• **Objectives**:
**a.** Retype the forum thread on the workshop and Glastonbury plans from "If you would" up to and including "in the end?".
**b.** Find every line in the rows below that contains the string "roof", with case significant, and copy each such line.

In fact, I'm going along again for a second helping !!

S.A.F.


----------



## jayneanthea (Feb 4, 2005)

Hi Astrid and S.A.F

That would be great - where will you be coming from, Astrid?  Topsy I think was also interested - so there may be quite a few of us!
Where did you stay last time, S.A.F?  Maybe we could all arrange to stay same place etc this time?  Whatever everyone else thinks really - I m happy to fit in.

Jayne
X

Yes, off to Glasto on Sunday morning until early hours of Monday morning - come rain or shine!!


----------



## Topsy (Jan 18, 2005)

Hello girls

If you would like a 4th partner in crime for the workshop then I'm still interested.  I just need to double check that I don't have to work that weekend-otherwise count me in.  It would be great to see you again Jayne and SAF and brill to meet you Astrid.

Jayne you've definitely picked the best day to go to Glasto-lucky you-hope you're having fun in the sun-did you need the wellies in the end? 

Love 
Topsy


----------



## jayneanthea (Feb 4, 2005)

Hi  Topsy

No wellies - but still very muddy!  Well worth the effort though - even jumped about to Basement Jaxx with the best of them!!  

November sounds good - will be a very good thing for me to do.

Hope you enjoyed Wimbledon - even in the rain must be better than marking papers!!

Best wishes
Jayne


----------



## Topsy (Jan 18, 2005)

Leaping around in the mud sounds fun!  Wimbledon was great thanks and we were lucky with the weather. Glorious sunshine all day requiring consumption of overpriced Pimms to keep cool.

Topsy


----------



## astrid (Feb 10, 2003)

hi girls
I hope that you are all well??
Sorry that i haven't been in contact i have been away for the last week...
I would love to meet up with you all, as its always better to meet up face to face...I am easy going and honestly i don't snore...
I am from Essex so i am pretty central for most places...
When does Meredith need to know the numbers...i have a problem with my email so unable to get details at present...
Cannot wait to meet you Topsy, Jayne and Sarah....
love astridxxx


----------

• **Data for processing**:

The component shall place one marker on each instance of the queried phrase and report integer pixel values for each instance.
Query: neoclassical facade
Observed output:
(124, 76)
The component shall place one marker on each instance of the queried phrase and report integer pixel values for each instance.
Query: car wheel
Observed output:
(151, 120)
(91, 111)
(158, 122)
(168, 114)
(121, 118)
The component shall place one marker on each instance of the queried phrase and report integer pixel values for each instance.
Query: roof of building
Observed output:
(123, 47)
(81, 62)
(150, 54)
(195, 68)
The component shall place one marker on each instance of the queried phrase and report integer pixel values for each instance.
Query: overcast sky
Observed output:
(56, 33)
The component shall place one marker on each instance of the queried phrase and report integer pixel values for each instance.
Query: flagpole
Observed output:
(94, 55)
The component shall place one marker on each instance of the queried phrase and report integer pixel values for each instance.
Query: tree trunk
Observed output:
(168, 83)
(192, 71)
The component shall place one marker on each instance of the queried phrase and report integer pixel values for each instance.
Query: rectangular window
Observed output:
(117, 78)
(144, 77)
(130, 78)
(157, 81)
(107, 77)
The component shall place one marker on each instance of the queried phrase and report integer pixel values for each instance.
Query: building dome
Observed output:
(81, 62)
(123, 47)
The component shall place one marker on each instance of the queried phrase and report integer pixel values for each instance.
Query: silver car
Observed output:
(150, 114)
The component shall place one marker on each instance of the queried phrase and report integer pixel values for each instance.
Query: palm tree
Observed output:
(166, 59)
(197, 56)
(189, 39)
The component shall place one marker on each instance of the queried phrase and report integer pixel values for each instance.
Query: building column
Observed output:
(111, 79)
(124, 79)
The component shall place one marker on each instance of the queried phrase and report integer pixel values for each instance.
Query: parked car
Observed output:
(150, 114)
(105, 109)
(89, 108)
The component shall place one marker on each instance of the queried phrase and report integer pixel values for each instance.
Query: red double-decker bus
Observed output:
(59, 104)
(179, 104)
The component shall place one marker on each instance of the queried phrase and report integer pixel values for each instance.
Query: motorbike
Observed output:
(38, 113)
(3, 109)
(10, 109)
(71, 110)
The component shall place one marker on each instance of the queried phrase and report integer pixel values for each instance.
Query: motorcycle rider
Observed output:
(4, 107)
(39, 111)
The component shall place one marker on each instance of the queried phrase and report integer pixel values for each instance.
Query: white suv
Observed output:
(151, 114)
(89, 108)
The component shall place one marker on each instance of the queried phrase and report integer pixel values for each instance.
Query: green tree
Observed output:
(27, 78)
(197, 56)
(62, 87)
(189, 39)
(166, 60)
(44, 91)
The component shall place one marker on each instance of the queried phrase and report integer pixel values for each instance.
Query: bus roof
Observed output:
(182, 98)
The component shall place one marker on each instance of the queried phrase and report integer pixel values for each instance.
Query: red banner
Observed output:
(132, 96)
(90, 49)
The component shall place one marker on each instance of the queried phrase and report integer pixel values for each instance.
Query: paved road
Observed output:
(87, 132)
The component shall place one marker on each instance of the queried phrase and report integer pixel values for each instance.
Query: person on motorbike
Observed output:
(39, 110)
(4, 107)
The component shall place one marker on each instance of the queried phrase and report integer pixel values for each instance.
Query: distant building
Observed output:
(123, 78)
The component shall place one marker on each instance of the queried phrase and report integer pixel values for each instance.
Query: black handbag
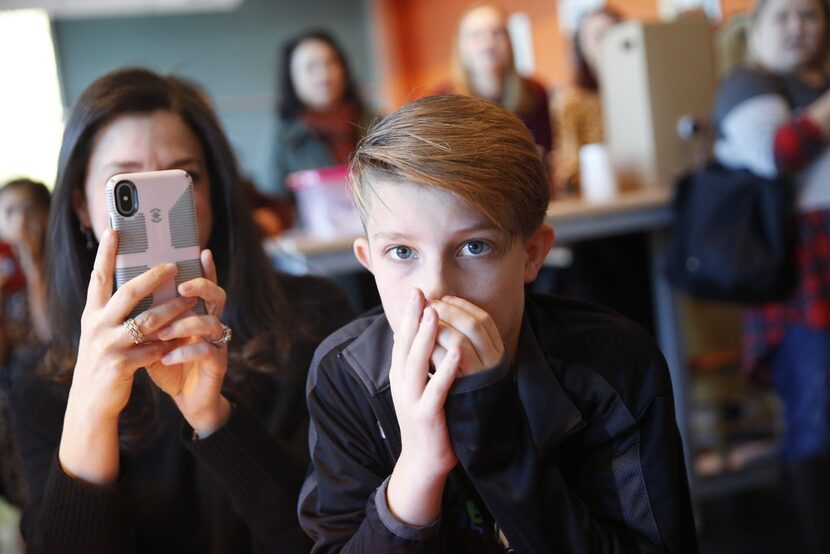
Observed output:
(732, 236)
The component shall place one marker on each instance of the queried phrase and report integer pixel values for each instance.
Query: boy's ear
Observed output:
(362, 253)
(536, 250)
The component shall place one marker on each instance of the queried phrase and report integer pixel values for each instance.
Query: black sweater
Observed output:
(574, 449)
(232, 492)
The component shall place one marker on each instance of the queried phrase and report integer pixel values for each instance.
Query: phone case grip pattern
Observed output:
(163, 230)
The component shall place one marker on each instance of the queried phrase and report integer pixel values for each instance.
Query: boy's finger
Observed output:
(448, 337)
(436, 391)
(417, 361)
(407, 328)
(481, 316)
(100, 281)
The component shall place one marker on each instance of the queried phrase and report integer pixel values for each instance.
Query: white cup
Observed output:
(596, 174)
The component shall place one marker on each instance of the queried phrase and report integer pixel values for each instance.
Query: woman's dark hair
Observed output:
(585, 77)
(37, 190)
(288, 103)
(256, 305)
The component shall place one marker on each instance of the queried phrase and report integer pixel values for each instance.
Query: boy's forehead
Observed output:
(401, 204)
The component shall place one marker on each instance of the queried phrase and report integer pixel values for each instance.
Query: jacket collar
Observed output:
(551, 414)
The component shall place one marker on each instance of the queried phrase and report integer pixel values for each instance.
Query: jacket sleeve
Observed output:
(63, 515)
(608, 499)
(260, 474)
(340, 506)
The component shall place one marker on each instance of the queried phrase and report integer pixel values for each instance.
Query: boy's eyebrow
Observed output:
(462, 231)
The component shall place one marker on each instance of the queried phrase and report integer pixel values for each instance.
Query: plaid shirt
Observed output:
(808, 304)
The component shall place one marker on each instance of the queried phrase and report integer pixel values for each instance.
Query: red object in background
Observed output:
(11, 276)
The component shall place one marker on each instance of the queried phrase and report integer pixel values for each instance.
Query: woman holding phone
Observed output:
(205, 449)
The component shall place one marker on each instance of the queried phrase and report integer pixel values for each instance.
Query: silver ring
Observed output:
(135, 332)
(224, 339)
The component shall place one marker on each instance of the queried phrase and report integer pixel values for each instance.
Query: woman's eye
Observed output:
(400, 252)
(475, 248)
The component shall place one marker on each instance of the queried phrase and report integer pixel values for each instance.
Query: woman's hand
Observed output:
(107, 361)
(193, 372)
(470, 330)
(417, 482)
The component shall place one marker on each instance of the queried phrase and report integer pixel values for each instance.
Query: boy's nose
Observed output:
(437, 283)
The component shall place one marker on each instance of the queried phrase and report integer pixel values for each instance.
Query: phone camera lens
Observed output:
(125, 198)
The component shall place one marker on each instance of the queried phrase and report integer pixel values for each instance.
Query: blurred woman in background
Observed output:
(577, 110)
(24, 321)
(320, 116)
(483, 66)
(773, 118)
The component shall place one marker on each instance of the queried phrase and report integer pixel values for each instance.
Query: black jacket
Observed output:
(575, 449)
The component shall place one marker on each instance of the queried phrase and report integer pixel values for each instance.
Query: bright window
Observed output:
(31, 114)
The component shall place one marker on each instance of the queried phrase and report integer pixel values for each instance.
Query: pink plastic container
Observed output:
(324, 202)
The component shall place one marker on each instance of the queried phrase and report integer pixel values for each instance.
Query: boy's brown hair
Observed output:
(466, 146)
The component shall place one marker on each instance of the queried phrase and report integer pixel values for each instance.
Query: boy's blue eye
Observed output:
(475, 248)
(401, 252)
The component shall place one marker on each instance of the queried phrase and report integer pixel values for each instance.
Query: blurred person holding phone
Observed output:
(577, 120)
(159, 433)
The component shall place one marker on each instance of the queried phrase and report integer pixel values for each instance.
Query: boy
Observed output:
(468, 416)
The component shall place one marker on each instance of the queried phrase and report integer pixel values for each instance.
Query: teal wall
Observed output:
(231, 54)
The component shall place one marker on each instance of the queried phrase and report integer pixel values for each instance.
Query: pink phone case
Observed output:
(163, 230)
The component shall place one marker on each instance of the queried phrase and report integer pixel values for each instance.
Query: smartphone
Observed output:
(155, 215)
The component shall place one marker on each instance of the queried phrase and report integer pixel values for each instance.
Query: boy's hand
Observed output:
(469, 329)
(417, 483)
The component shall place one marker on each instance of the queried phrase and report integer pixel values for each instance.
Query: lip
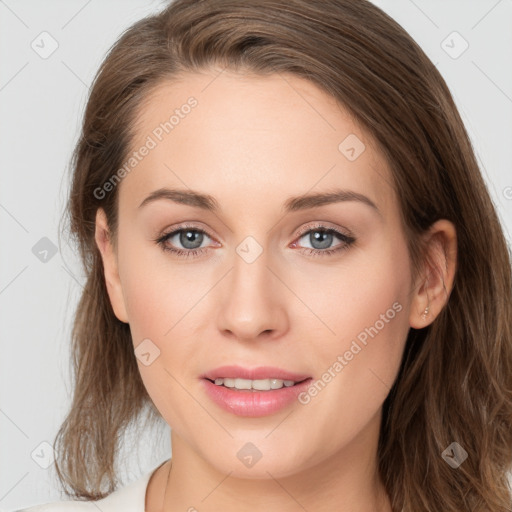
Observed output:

• **Correct answers**:
**a.**
If you would like a 4th partner in crime for the workshop then I'm still interested.  I just need to double check that I don't have to work that weekend-otherwise count me in.  It would be great to see you again Jayne and SAF and brill to meet you Astrid.

Jayne you've definitely picked the best day to go to Glasto-lucky you-hope you're having fun in the sun-did you need the wellies in the end?

**b.**
Query: roof of building
Query: bus roof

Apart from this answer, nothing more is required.